* [Dataset entries]:
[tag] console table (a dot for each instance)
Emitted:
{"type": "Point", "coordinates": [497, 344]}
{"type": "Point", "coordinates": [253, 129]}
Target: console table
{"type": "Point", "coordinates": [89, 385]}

* [Exercise task]:
Reproduce the listing above word for word.

* [The completed task]:
[tag] console table (a dot for each instance)
Emitted:
{"type": "Point", "coordinates": [497, 344]}
{"type": "Point", "coordinates": [253, 129]}
Target: console table
{"type": "Point", "coordinates": [89, 385]}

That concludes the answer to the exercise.